__TASK REQUIREMENTS__.
1 - Repeat word for word the part of the article on insanity plea deals that begins at the words "Although no New" and stops after the words "having stood trial.".
2 - List every town or city named in the article on insanity plea deals.
3 - In the article on insanity plea deals, how long can a murderer found not guilty by reason of insanity be committed to the Secure Psychiatric Unit at state prison?
── DOCUMENT PASSAGE ──
Plea deals can lead to freedom Nancy West Union Leader [Manchester, NH] July 20, 2008



Although no New Hampshire jury has ever found a defendant not guilty by reason of insanity in a homicide trial, there have been numerous cases in which a judge accepted an insanity-plea agreement, sometimes leading to freedom for a person who committed murder. There also have been cases in which a person accused of murder has been declared incompetent to stand trial due to mental illness, then later determined to be well enough to return to society, without ever having stood trial.
 
Of the 14 men and women who negotiated not-guilty-by-reason-of-insanity plea stipulations over the last three decades and who still have active cases, more than half are living independently or in transitional housing with unsupervised privileges, according to a list provided by Anne Edwards, associate attorney general.


No one keeps track of all the insanity-plea-agreement cases in which the defendant later died or was fully discharged from supervision, Edwards said.

The list includes Gregory Karanikas, who was paroled four years after killing his father in 2001 in Goffstown.

Karanikas' attorney, Cathy Green of Manchester, said her client is doing very well back in society.
"(Karanikas) is working in the community. His was a temporary psychosis, and both the director of the Secure Psychiatric Unit and our experts agreed he was no longer dangerous. It's extremely unusual, but he is living peaceably and doing extremely well," Green said.

  
Terms of commitment

A murderer found not guilty by reason of insanity is committed to the Department of Corrections' Secure Psychiatric Unit at state prison for up to five years, but can be moved to less restrictive settings such as New Hampshire Hospital or even be discharged at any time by court order with a finding he no longer creates a substantial risk of harm to himself or others, according to Michael Brown, a senior assistant in the Office of the Attorney General. 

A defendant who is sane and guilty of first-degree murder would have to spend life in prison with no chance for parole, so there is at least a glimmer of hope for future release if a defendant can prove he was mentally ill at the time of the crime and that the crime was a product of that illness.

Lawrence Overlock, a former Pembroke resident who was found not guilty by reason of insanity in a plea agreement, was committed to the New Hampshire Hospital in 1977 for the stabbing death of his wife, Lois. Overlock has been released with no conditions, according to the Office of the Attorney General.

In addition to the 14 murders declared not guilty by reason of insanity, there are eight accused murderers in New Hampshire who were determined by a judge to be incompetent to stand trial and were committed to the Secure Psychiatric Unit. They, too, can be moved to less restrictive settings or released by order of the court.
  
Paula Mattis, New Hampshire Hospital's chief executive officer, confirmed some in the incompetent category have been released, but she wouldn't say who or how many because of confidentiality rules.
───
── SOURCE INFORMATION ──
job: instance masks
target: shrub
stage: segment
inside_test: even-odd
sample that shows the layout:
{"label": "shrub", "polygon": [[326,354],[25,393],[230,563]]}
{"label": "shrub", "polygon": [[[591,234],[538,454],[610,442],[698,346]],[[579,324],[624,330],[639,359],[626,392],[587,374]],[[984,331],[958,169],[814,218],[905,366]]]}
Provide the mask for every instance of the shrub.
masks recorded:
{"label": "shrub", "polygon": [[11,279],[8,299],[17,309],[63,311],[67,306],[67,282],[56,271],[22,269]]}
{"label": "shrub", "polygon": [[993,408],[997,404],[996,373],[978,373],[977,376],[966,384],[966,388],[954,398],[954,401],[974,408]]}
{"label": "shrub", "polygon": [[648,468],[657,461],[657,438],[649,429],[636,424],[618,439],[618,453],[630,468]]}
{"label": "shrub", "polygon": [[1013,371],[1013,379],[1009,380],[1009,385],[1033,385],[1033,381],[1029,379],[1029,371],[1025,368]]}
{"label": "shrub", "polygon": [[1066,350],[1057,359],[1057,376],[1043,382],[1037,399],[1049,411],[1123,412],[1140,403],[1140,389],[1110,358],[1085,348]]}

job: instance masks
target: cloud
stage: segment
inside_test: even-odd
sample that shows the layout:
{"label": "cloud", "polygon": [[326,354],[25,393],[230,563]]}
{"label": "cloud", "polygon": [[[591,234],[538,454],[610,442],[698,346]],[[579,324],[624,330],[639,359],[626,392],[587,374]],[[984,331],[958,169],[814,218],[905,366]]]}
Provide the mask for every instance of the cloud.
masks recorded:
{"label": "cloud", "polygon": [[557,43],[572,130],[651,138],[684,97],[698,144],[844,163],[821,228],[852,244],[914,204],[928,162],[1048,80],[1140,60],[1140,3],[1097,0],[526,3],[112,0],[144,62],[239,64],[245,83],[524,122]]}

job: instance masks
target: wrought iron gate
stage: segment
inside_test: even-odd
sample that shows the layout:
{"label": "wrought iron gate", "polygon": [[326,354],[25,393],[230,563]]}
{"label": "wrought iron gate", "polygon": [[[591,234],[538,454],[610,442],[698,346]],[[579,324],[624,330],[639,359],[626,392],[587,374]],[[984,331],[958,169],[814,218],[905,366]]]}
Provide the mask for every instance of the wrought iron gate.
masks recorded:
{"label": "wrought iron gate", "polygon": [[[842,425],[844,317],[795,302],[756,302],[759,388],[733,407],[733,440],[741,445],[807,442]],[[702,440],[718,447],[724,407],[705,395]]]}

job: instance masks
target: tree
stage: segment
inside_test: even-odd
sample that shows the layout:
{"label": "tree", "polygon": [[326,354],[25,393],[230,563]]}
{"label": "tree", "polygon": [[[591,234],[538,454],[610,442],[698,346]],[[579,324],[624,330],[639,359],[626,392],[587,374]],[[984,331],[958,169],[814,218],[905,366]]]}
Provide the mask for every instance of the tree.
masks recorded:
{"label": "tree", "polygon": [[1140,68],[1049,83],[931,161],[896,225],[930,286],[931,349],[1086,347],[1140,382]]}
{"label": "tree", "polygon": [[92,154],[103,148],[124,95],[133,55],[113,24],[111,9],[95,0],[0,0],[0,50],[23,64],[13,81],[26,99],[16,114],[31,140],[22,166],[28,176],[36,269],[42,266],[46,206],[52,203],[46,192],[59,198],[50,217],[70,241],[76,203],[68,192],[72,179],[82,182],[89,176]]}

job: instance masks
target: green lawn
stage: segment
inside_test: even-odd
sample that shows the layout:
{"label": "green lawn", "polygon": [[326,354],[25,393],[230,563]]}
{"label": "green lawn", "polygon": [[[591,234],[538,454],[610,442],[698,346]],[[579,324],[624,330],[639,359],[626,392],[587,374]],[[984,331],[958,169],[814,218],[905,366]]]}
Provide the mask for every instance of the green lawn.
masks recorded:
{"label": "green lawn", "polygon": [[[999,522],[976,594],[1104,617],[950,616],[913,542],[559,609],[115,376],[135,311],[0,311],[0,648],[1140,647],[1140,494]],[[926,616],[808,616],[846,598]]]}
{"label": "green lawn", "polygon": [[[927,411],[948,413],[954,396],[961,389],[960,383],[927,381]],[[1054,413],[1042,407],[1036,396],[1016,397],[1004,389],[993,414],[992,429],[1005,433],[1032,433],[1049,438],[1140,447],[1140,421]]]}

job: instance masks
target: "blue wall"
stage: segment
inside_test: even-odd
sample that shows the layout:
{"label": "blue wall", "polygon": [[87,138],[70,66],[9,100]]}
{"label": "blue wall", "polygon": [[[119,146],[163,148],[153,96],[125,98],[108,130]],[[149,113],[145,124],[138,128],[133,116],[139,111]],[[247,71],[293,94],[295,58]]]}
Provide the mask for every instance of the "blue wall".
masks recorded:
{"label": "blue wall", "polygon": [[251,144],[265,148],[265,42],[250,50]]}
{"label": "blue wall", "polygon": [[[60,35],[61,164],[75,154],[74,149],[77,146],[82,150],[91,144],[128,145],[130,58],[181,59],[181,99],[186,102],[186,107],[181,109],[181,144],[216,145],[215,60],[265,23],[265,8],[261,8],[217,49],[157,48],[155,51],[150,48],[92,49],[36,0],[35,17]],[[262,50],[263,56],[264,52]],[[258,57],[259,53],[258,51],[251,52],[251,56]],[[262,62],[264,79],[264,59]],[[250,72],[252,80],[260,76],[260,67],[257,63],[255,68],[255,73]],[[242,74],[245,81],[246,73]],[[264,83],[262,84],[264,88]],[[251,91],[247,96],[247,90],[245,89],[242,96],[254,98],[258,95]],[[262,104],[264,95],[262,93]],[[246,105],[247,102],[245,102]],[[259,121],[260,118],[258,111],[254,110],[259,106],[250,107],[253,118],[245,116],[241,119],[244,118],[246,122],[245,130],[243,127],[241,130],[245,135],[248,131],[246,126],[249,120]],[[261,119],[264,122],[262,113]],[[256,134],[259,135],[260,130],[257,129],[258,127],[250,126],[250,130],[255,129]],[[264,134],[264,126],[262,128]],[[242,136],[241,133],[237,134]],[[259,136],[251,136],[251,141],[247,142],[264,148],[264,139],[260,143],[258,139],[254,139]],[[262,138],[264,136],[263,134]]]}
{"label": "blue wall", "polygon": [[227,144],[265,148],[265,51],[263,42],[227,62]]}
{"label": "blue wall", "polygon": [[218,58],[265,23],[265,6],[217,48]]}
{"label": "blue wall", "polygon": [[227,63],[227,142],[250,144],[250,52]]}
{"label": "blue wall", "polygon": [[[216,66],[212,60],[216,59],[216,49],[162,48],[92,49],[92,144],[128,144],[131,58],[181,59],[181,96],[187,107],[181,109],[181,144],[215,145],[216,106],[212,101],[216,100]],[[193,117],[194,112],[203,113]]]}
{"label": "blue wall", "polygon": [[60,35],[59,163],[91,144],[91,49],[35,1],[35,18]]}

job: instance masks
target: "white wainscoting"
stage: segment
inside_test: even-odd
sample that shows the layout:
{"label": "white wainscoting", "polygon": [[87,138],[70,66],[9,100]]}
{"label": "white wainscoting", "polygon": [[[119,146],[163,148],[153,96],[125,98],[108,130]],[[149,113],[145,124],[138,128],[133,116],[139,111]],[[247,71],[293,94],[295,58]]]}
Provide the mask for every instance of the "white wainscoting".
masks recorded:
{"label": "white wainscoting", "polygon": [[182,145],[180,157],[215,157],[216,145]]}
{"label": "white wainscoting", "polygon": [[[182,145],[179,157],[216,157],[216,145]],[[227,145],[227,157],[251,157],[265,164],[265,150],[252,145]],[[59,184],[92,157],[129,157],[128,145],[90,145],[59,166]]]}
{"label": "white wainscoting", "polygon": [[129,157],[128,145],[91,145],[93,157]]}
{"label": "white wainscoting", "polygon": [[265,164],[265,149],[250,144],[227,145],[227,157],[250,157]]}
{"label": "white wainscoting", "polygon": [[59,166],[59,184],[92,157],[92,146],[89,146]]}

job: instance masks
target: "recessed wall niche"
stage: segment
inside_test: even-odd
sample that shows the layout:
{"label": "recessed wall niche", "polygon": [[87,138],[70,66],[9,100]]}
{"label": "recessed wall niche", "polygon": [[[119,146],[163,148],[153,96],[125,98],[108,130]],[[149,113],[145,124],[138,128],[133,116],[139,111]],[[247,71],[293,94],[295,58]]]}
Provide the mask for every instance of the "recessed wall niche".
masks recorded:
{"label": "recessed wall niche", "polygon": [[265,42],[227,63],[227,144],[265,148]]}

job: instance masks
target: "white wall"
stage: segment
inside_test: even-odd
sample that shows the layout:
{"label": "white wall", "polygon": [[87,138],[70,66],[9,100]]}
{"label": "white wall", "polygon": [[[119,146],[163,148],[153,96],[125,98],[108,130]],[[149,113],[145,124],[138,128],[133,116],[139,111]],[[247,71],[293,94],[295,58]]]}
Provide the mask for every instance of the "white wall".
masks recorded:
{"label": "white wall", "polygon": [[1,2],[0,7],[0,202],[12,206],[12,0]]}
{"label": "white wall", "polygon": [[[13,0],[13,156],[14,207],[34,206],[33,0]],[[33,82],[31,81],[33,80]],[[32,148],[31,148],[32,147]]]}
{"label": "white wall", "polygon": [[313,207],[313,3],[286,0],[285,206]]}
───
── SOURCE INFORMATION ──
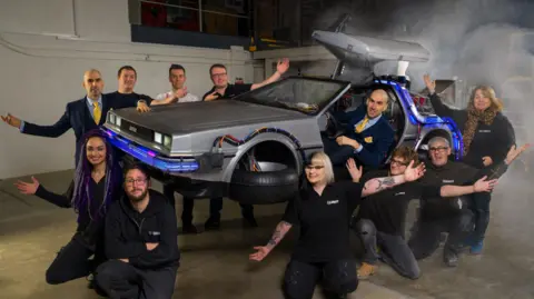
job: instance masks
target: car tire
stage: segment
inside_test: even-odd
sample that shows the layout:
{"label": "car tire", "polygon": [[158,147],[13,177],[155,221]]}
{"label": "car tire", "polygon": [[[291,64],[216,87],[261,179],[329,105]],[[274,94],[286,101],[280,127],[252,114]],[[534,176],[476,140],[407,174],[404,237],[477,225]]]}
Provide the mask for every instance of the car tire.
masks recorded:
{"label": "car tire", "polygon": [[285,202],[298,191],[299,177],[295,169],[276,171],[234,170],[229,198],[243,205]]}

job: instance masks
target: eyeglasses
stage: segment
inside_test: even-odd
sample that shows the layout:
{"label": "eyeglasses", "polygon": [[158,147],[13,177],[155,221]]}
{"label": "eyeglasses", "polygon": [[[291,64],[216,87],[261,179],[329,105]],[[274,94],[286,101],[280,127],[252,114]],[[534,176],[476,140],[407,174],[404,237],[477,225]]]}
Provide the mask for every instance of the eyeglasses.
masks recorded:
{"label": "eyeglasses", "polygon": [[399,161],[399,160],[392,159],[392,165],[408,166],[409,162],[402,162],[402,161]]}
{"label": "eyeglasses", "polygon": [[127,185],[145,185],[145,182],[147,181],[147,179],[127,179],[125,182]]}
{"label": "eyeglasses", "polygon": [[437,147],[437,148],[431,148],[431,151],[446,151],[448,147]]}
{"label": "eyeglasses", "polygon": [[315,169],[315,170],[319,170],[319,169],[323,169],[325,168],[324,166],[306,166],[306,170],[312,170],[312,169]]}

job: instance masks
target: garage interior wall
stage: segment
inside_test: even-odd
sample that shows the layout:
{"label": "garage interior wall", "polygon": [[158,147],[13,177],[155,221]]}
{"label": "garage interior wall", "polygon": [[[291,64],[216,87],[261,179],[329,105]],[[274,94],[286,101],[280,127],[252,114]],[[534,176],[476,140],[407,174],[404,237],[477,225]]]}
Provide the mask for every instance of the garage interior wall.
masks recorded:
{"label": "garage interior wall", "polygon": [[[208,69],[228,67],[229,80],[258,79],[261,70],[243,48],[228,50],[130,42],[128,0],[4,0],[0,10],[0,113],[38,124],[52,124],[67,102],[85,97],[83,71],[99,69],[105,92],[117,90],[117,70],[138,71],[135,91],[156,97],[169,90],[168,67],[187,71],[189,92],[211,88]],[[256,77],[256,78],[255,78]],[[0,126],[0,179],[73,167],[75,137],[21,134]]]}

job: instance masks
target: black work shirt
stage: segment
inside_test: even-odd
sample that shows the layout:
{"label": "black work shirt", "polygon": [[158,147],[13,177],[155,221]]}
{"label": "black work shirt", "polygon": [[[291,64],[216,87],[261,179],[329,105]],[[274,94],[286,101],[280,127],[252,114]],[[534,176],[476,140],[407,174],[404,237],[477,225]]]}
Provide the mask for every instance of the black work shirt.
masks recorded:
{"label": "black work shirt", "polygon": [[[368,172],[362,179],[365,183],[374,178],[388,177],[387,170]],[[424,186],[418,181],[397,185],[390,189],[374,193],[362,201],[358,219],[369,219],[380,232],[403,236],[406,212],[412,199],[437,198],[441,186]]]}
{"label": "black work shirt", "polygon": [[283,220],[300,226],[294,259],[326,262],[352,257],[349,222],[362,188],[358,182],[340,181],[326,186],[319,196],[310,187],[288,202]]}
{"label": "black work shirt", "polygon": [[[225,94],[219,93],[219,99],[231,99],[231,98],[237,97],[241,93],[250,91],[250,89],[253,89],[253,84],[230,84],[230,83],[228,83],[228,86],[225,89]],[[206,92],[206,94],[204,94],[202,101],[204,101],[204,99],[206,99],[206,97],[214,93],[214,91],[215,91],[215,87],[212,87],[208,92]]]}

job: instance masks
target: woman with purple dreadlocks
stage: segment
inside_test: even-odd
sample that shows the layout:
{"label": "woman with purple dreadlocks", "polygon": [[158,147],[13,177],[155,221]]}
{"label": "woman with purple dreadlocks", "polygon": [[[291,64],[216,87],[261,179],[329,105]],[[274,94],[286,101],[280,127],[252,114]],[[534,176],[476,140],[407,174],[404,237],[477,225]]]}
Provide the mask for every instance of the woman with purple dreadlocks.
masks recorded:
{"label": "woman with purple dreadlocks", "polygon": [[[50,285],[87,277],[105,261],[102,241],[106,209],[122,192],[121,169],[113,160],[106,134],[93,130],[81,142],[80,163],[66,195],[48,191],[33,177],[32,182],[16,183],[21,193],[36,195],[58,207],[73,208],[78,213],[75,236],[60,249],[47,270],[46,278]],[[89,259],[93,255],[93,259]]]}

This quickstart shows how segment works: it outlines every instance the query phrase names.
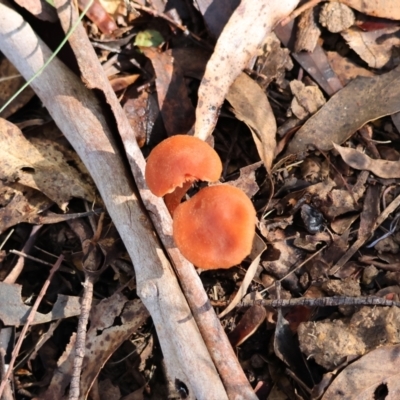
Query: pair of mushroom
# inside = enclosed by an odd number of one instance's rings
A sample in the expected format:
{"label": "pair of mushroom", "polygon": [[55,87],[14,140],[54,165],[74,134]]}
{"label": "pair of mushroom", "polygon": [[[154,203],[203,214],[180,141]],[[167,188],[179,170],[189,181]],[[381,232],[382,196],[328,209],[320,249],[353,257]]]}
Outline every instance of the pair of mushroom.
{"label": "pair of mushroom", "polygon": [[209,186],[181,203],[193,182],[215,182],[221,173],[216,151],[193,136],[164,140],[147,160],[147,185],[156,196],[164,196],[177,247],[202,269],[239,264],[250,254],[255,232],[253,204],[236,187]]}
───
__ANSWERS TO THIS EXERCISE__.
1 -
Although no New Hampshire jury has ever found a defendant not guilty by reason of insanity in a homicide trial, there have been numerous cases in which a judge accepted an insanity-plea agreement, sometimes leading to freedom for a person who committed murder. There also have been cases in which a person accused of murder has been declared incompetent to stand trial due to mental illness, then later determined to be well enough to return to society, without ever having stood trial.

2 - Manchester, Goffstown, Pembroke

3 - Up to five years.